Dunque, si voterà tra un
mese per le elezioni politiche. Le parole per dirlo sono sempre quelle:
l’Italia giusta, quella che sale, che non torna indietro, coraggiosa, che ama
perché l’amore vince sull’odio, eccetera. Poi ci sono gli apocalittici, come
l’ex comico genovese che oscilla pericolosamente fra l’odio e…l’odio.
I tempi interessanti (come
nella antica maledizione cinese) che stiamo vivendo producono anche un revival
di parole belle, ma spesso utilizzate in maniera strumentale, o simboli di un
passato diverso, in cui peraltro molte cose sono state possibili. Oggi, mi
sembra, è esattamente il contrario: lo spazio di manovra è limitato, le
speranze di un cambiamento indolore o perlomeno accettabile sono esigue. O si
continua su questa strada, o si fa la rivoluzione.
La rivoluzione (dal tardo latino
revolutio, -onis, rivolgimento) è un mutamento
improvviso e profondo che comporta la rottura di un modello precedente e il
sorgere di un nuovo modello. La rivoluzione può essere anche definita come un
cambiamento irreversibile dal quale non si può tornare indietro.
La parola un tempo
evocativa di chissà quali rovesciamenti dell’ordine costituito, adesso è di
gran moda. Non solo il magistrato Ingroia con la sua “Rivoluzione civile”, ma
anche l’ineffabile Samorì (chi?) e il suo MIR (Moderati In Rivoluzione, praticamente
una contraddizione in termini).
Tutti
hanno capito, cioè, che l’elettore desidera, ha bisogno, di qualcosa che gli
faccia credere in un mutamento radicale: perché così non si può andare avanti.
Però bisogna avere il phisique du role, averci vissuto dentro, alla situazione
che si vuole mutare, averli attraversati questi “tempi interessanti”. Sarà
anche per questo, forse, che la maggior parte dei politici o aspiranti tali sono
assolutamente improbabili quando pronunciano questa bella parola.

:::

_OBIETTIVO A_. Secondo il brano, da quale parola del tardo latino deriva «rivoluzione» e con quale significato?

:::

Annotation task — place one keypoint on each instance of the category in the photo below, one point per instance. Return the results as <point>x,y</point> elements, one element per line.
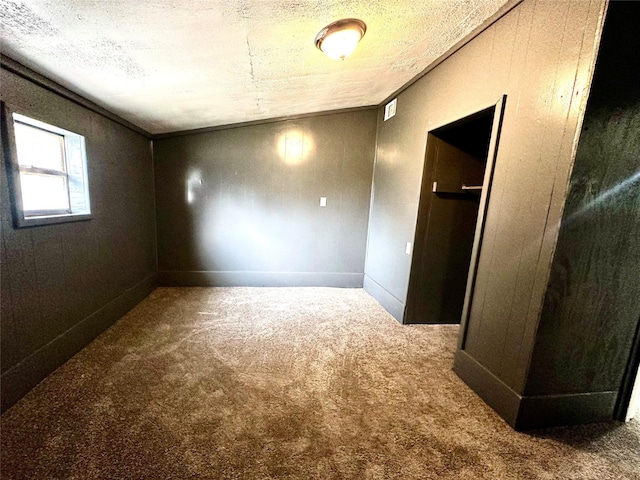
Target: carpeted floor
<point>282,383</point>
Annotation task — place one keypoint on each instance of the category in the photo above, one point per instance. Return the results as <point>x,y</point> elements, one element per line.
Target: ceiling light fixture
<point>339,39</point>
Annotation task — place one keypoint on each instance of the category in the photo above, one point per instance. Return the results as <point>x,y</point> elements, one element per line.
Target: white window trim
<point>13,172</point>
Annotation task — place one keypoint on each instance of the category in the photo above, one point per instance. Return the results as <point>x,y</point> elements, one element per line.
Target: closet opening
<point>454,176</point>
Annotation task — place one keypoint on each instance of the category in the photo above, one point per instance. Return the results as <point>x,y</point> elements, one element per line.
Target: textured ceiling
<point>169,65</point>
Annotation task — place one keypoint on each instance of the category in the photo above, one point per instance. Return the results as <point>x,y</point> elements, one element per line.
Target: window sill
<point>50,220</point>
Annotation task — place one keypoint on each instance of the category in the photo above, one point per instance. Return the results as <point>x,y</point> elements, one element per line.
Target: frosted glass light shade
<point>339,39</point>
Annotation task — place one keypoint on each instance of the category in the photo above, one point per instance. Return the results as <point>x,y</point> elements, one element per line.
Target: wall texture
<point>241,206</point>
<point>541,55</point>
<point>64,284</point>
<point>592,306</point>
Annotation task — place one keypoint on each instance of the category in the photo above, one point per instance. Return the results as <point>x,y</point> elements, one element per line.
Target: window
<point>48,172</point>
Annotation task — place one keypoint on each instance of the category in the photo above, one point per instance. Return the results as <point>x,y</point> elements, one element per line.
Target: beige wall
<point>540,55</point>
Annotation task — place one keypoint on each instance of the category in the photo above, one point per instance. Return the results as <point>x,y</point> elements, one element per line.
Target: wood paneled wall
<point>64,284</point>
<point>241,206</point>
<point>541,55</point>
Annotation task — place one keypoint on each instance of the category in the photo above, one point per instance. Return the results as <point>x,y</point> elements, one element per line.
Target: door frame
<point>496,130</point>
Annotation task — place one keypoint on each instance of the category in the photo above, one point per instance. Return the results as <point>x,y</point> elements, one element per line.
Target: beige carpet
<point>281,383</point>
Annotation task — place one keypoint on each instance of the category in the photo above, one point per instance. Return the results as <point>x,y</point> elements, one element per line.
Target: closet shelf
<point>456,188</point>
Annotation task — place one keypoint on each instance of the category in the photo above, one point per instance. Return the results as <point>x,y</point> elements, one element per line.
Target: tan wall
<point>540,55</point>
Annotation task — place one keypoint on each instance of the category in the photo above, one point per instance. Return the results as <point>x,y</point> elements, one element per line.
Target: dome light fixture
<point>339,39</point>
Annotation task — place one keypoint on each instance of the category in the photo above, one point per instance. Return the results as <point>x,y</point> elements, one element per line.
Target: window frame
<point>31,218</point>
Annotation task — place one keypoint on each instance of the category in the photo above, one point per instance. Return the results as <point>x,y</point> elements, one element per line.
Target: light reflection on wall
<point>295,146</point>
<point>192,183</point>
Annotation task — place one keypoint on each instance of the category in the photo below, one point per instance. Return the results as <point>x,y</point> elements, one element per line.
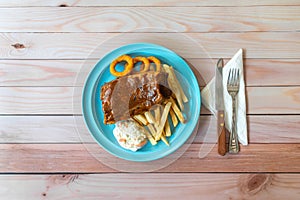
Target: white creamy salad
<point>130,135</point>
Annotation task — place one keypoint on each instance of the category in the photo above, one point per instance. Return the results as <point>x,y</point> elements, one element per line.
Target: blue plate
<point>92,108</point>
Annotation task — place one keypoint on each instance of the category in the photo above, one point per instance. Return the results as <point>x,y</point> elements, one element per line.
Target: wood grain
<point>153,3</point>
<point>75,158</point>
<point>62,129</point>
<point>141,186</point>
<point>258,72</point>
<point>209,45</point>
<point>59,100</point>
<point>162,19</point>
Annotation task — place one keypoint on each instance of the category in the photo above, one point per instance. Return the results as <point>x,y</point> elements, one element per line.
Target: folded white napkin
<point>208,98</point>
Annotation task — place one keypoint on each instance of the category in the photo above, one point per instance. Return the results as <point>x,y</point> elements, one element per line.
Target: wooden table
<point>42,47</point>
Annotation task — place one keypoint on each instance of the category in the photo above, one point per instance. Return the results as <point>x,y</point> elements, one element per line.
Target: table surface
<point>43,45</point>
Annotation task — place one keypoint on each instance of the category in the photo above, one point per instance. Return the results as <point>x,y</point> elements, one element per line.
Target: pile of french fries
<point>155,121</point>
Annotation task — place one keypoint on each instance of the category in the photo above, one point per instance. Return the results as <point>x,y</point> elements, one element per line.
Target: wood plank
<point>175,19</point>
<point>62,129</point>
<point>59,100</point>
<point>258,72</point>
<point>190,3</point>
<point>213,45</point>
<point>75,158</point>
<point>116,186</point>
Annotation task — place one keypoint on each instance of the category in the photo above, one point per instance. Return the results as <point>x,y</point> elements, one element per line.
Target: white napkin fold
<point>208,98</point>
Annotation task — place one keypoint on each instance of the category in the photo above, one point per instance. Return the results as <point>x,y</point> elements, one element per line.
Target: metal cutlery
<point>233,89</point>
<point>219,105</point>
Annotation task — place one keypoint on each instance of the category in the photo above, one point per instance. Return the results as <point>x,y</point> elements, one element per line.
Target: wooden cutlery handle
<point>222,134</point>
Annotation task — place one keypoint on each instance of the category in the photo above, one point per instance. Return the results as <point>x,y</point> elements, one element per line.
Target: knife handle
<point>222,133</point>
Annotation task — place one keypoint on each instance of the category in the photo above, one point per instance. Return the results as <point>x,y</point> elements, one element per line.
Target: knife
<point>219,105</point>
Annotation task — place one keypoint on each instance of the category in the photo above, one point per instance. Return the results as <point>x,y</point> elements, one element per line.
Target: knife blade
<point>219,105</point>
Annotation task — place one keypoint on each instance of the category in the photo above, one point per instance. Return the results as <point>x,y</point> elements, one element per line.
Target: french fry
<point>163,120</point>
<point>164,139</point>
<point>173,85</point>
<point>157,114</point>
<point>177,111</point>
<point>167,129</point>
<point>152,130</point>
<point>173,118</point>
<point>144,122</point>
<point>150,137</point>
<point>149,117</point>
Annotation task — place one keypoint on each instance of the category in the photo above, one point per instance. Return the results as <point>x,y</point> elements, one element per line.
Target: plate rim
<point>88,94</point>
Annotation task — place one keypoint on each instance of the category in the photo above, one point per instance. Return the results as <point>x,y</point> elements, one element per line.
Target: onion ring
<point>128,67</point>
<point>156,61</point>
<point>144,60</point>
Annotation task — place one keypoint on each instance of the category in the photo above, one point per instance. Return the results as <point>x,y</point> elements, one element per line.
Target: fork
<point>233,89</point>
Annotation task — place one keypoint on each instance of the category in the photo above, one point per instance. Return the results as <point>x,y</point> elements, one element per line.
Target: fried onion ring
<point>156,61</point>
<point>127,68</point>
<point>144,60</point>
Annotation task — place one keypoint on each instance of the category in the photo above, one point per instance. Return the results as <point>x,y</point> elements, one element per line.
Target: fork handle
<point>233,138</point>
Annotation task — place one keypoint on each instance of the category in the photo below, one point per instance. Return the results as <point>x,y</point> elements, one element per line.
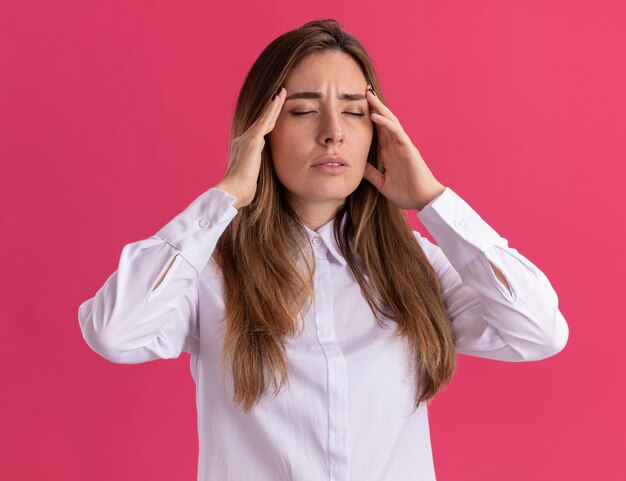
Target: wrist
<point>229,190</point>
<point>434,193</point>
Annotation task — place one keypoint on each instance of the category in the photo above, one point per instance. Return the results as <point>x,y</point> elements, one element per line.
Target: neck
<point>316,214</point>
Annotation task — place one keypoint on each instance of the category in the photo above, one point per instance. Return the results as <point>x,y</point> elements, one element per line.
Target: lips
<point>331,158</point>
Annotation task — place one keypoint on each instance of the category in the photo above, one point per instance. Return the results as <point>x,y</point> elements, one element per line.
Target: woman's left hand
<point>407,181</point>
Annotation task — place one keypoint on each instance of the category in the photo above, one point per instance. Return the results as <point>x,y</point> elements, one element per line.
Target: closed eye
<point>357,114</point>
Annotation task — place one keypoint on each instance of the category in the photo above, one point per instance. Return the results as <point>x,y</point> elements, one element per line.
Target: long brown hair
<point>265,290</point>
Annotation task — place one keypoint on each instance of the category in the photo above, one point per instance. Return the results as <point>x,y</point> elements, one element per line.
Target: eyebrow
<point>318,95</point>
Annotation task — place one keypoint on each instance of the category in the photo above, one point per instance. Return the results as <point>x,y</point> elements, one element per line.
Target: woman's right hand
<point>245,154</point>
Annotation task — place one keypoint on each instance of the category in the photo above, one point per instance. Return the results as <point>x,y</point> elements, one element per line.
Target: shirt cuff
<point>459,231</point>
<point>196,230</point>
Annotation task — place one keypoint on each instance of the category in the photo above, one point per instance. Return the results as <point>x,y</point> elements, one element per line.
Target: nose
<point>331,130</point>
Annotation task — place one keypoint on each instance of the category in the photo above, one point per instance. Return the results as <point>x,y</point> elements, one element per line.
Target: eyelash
<point>356,114</point>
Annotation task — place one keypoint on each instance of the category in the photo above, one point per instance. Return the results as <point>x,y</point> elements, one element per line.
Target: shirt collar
<point>328,236</point>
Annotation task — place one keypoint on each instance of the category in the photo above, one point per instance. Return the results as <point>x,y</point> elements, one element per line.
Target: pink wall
<point>114,116</point>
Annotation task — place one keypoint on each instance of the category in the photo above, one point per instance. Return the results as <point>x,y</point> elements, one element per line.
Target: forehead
<point>331,66</point>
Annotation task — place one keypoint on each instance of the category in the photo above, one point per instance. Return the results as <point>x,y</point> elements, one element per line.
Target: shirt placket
<point>337,383</point>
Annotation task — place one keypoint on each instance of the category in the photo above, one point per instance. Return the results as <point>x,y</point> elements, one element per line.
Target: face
<point>325,113</point>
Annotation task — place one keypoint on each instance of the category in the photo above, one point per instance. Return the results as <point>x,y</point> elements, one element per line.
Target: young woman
<point>299,272</point>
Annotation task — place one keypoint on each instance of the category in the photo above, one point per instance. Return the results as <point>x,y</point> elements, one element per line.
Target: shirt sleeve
<point>132,320</point>
<point>487,320</point>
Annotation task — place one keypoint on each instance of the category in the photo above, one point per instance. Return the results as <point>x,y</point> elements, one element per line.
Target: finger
<point>379,106</point>
<point>265,123</point>
<point>391,125</point>
<point>374,176</point>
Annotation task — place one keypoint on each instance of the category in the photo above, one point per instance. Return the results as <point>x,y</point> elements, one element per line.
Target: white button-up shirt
<point>346,412</point>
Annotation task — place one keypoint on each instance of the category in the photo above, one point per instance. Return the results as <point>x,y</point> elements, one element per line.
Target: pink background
<point>114,117</point>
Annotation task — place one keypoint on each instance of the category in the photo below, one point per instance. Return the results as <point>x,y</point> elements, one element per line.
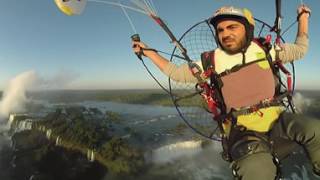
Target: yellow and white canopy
<point>71,7</point>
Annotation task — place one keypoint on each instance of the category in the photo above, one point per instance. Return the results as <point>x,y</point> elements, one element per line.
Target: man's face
<point>232,36</point>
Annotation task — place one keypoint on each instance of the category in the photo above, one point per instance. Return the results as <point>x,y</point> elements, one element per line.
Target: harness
<point>212,94</point>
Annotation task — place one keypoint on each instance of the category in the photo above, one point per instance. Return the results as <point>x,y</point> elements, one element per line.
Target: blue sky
<point>94,48</point>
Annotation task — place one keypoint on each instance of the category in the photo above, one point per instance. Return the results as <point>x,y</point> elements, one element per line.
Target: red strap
<point>287,73</point>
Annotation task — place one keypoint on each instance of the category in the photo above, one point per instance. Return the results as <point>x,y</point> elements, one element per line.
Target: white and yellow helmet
<point>243,16</point>
<point>230,12</point>
<point>71,7</point>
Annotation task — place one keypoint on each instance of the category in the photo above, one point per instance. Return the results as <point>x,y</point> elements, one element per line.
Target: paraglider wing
<point>71,7</point>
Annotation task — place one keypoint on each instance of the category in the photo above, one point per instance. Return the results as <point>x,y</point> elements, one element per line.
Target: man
<point>244,66</point>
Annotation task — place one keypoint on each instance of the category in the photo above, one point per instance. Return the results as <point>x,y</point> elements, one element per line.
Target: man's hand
<point>138,47</point>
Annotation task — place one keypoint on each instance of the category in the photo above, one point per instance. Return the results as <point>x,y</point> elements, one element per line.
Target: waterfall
<point>11,119</point>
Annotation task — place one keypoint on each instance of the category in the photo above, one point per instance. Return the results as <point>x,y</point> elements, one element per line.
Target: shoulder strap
<point>207,60</point>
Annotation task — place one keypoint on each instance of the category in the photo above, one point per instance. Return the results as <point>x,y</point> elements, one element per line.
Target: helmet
<point>229,12</point>
<point>244,16</point>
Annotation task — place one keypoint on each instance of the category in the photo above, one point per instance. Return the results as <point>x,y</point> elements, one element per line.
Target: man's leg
<point>255,166</point>
<point>305,131</point>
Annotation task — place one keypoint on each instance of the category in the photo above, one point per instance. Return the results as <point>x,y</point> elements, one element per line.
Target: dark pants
<point>302,129</point>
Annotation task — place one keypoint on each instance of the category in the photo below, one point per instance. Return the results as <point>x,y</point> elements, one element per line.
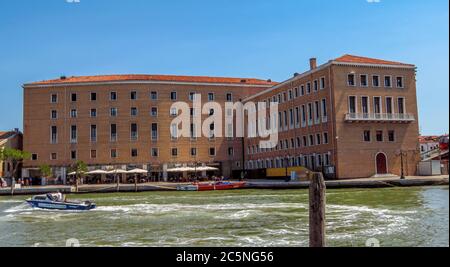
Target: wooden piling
<point>317,207</point>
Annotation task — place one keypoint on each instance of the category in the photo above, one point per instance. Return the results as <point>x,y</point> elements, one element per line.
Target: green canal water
<point>395,216</point>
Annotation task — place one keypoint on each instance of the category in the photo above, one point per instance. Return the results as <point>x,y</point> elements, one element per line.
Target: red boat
<point>212,186</point>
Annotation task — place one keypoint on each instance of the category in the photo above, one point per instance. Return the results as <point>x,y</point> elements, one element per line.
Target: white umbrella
<point>118,171</point>
<point>138,171</point>
<point>206,168</point>
<point>98,172</point>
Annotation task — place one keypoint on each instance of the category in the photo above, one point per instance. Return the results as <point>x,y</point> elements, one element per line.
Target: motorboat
<point>212,186</point>
<point>57,202</point>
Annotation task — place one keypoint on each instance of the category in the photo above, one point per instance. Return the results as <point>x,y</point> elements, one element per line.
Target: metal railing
<point>380,117</point>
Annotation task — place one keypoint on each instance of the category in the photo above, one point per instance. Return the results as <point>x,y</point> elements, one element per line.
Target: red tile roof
<point>161,78</point>
<point>366,60</point>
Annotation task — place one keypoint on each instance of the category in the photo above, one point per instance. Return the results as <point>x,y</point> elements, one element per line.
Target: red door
<point>381,164</point>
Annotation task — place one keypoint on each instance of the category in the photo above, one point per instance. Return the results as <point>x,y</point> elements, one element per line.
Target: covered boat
<point>57,202</point>
<point>212,186</point>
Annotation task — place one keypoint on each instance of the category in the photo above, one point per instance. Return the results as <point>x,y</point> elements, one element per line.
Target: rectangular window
<point>113,153</point>
<point>389,109</point>
<point>352,104</point>
<point>324,109</point>
<point>401,105</point>
<point>155,152</point>
<point>54,98</point>
<point>365,105</point>
<point>113,132</point>
<point>133,112</point>
<point>318,139</point>
<point>303,115</point>
<point>173,112</point>
<point>317,111</point>
<point>193,151</point>
<point>400,82</point>
<point>154,131</point>
<point>154,95</point>
<point>133,131</point>
<point>391,135</point>
<point>73,113</point>
<point>154,112</point>
<point>379,136</point>
<point>73,134</point>
<point>174,152</point>
<point>93,133</point>
<point>387,81</point>
<point>377,105</point>
<point>113,96</point>
<point>367,136</point>
<point>54,135</point>
<point>173,96</point>
<point>351,80</point>
<point>311,140</point>
<point>376,81</point>
<point>174,131</point>
<point>113,112</point>
<point>364,81</point>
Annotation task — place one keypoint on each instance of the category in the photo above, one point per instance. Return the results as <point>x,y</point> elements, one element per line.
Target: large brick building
<point>351,117</point>
<point>356,115</point>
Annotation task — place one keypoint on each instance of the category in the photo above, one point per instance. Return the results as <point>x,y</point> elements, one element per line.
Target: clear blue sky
<point>244,38</point>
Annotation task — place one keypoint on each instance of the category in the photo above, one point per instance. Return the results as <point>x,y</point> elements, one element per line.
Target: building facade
<point>125,120</point>
<point>10,139</point>
<point>351,117</point>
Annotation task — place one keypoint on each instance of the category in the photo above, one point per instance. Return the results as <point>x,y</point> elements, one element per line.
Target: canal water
<point>393,217</point>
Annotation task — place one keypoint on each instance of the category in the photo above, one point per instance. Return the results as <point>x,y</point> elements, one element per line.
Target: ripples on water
<point>396,216</point>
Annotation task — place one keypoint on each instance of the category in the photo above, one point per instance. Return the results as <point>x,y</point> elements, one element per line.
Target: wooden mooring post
<point>317,207</point>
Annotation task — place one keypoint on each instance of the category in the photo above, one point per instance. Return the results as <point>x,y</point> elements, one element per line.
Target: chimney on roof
<point>313,63</point>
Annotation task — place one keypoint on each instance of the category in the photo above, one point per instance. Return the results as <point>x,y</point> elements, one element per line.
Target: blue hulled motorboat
<point>57,202</point>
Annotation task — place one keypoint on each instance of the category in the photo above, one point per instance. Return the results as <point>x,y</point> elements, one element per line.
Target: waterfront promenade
<point>251,184</point>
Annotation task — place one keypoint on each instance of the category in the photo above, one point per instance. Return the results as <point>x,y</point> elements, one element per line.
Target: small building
<point>9,139</point>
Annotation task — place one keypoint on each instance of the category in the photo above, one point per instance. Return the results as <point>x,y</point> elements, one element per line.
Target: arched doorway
<point>381,163</point>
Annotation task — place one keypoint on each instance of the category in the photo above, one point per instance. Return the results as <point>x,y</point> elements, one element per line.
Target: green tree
<point>80,170</point>
<point>46,171</point>
<point>14,157</point>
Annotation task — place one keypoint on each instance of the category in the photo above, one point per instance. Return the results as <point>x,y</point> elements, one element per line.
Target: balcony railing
<point>379,117</point>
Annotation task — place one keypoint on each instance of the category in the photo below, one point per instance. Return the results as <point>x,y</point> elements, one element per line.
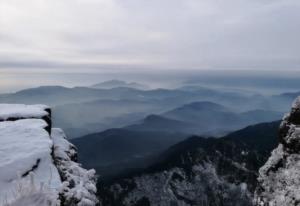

:::

_OBIETTIVO B_. Calcola quante righe delle voci contengono la stringa «ceiling», distinguendo tra maiuscole e minuscole, e scrivi soltanto il numero.

_SOLUZIONE COMPLETA A_. Deriva da «revolutio, -onis», cioè rivolgimento.

_SOLUZIONE COMPLETA B_. 2